■ Excerpt to read:
*** Begin section ***

Introduction
Spatial transcriptomics spans a range of technologies – from spot-based platforms like Visium and Slide-seq to subcellular-resolution methods like Xenium and MERFISH. scConvert handles spatial data from any platform that produces a Seurat object or h5ad file, preserving coordinates, images, and metadata through format conversion.
Supported spatial technologies
| Technology | Resolution | Coordinates | Images | h5ad roundtrip |
|---|---|---|---|---|
| 10x Visium | ~55 um spots | Gridded | H&E tissue | Full support |
| 10x Visium HD | 2–8 um bins | Dense grid | H&E tissue | Coordinates + image |
| Slide-seq v2 | ~10 um beads | Continuous | None | Coordinates |
| 10x Xenium | Subcellular | Molecule-based | DAPI/IF | Coordinates via FOV |
| MERFISH (Vizgen) | Subcellular | Molecule-based | DAPI | Coordinates via FOV |
| CosMx (NanoString) | Subcellular | Molecule-based | Morphology | Coordinates via FOV |
| CODEX (Akoya) | Cell-level | Centroids | Fluorescence | Coordinates |
| Stereo-seq (BGI) | ~0.5 um | Continuous | H&E | Coordinates |
All technologies store spatial coordinates in the h5ad
obsm/spatial field. Visium additionally stores tissue
images and scale factors in uns/spatial.
Visium example: mouse brain
We demonstrate a full roundtrip with the shipped Visium demo dataset (400 mouse brain spots, 1,500 genes, 15 clusters).
spatial_path <- system.file("extdata", "spatial_demo.rds", package = "scConvert")
brain <- readRDS(spatial_path)
cat("Spots:", ncol(brain), "\n")
#> Spots: 400
cat("Genes:", nrow(brain), "\n")
#> Genes: 1500
cat("Image:", paste(names(brain@images), collapse = ", "), "\n")
#> Image: anterior1
cat("Assay:", paste(names(brain@assays), collapse = ", "), "\n")
#> Assay: SpatialSpatial gene expression
Ttr (Transthyretin) is expressed in the choroid plexus and shows strong spatial localization.
SpatialFeaturePlot(brain, features = "Ttr", pt.size.factor = 1.6) +
ggplot2::ggtitle("Ttr expression (original)")
Convert and load back
h5ad_file <- tempfile(fileext = ".h5ad")
writeH5AD(brain, h5ad_file, overwrite = TRUE)
brain_rt <- readH5AD(h5ad_file, verbose = FALSE)
cat("Roundtrip spots:", ncol(brain_rt), "\n")
#> Roundtrip spots: 400
cat("Roundtrip genes:", nrow(brain_rt), "\n")
#> Roundtrip genes: 1500
cat("Image preserved:", length(brain_rt@images) > 0, "\n")
#> Image preserved: TRUEVerify coordinate preservation
cat("Barcodes match:", all(colnames(brain) == colnames(brain_rt)), "\n")

*** End section ***

■ Instructions:
A – According to the scConvert page, in which h5ad field do all technologies store spatial coordinates?
B – For each statement, say whether the scConvert page agrees with it, and quote the words that decide it: (i) Slide-seq v2 provides tissue images. (ii) The shipped Visium demo dataset has 15 clusters. (iii) Ttr is expressed in the choroid plexus.
C – Reproduce the stretch of the scConvert page from "#> Image: anterior1" through "verbose = FALSE)".
Rely only on the scConvert page to complete the work.

■ Information given:
*** Begin section ***

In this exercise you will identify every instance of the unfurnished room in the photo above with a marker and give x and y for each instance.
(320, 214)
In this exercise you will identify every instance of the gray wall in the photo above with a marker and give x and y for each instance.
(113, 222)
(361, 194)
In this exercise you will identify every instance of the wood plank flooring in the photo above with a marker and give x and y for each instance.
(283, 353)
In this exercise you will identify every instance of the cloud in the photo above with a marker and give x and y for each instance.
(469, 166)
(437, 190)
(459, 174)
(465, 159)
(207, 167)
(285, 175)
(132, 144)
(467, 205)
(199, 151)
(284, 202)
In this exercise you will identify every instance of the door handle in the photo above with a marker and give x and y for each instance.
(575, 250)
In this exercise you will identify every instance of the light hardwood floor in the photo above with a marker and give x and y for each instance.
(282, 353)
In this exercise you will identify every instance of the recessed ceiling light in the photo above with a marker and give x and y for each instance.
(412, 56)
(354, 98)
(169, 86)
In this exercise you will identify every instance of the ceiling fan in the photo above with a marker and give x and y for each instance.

*** End section ***

■ Solutions to the problems:
A – obsm/spatial

B –
(i) No: "Slide-seq v2 | ~10 um beads | Continuous | None"
(ii) Yes: "400 mouse brain spots, 1,500 genes, 15 clusters"
(iii) Yes: "Ttr (Transthyretin) is expressed in the choroid plexus"

C –
#> Image: anterior1
cat("Assay:", paste(names(brain@assays), collapse = ", "), "\n")
#> Assay: SpatialSpatial gene expression
Ttr (Transthyretin) is expressed in the choroid plexus and shows strong spatial localization.
SpatialFeaturePlot(brain, features = "Ttr", pt.size.factor = 1.6) +
ggplot2::ggtitle("Ttr expression (original)")
Convert and load back
h5ad_file <- tempfile(fileext = ".h5ad")
writeH5AD(brain, h5ad_file, overwrite = TRUE)
brain_rt <- readH5AD(h5ad_file, verbose = FALSE)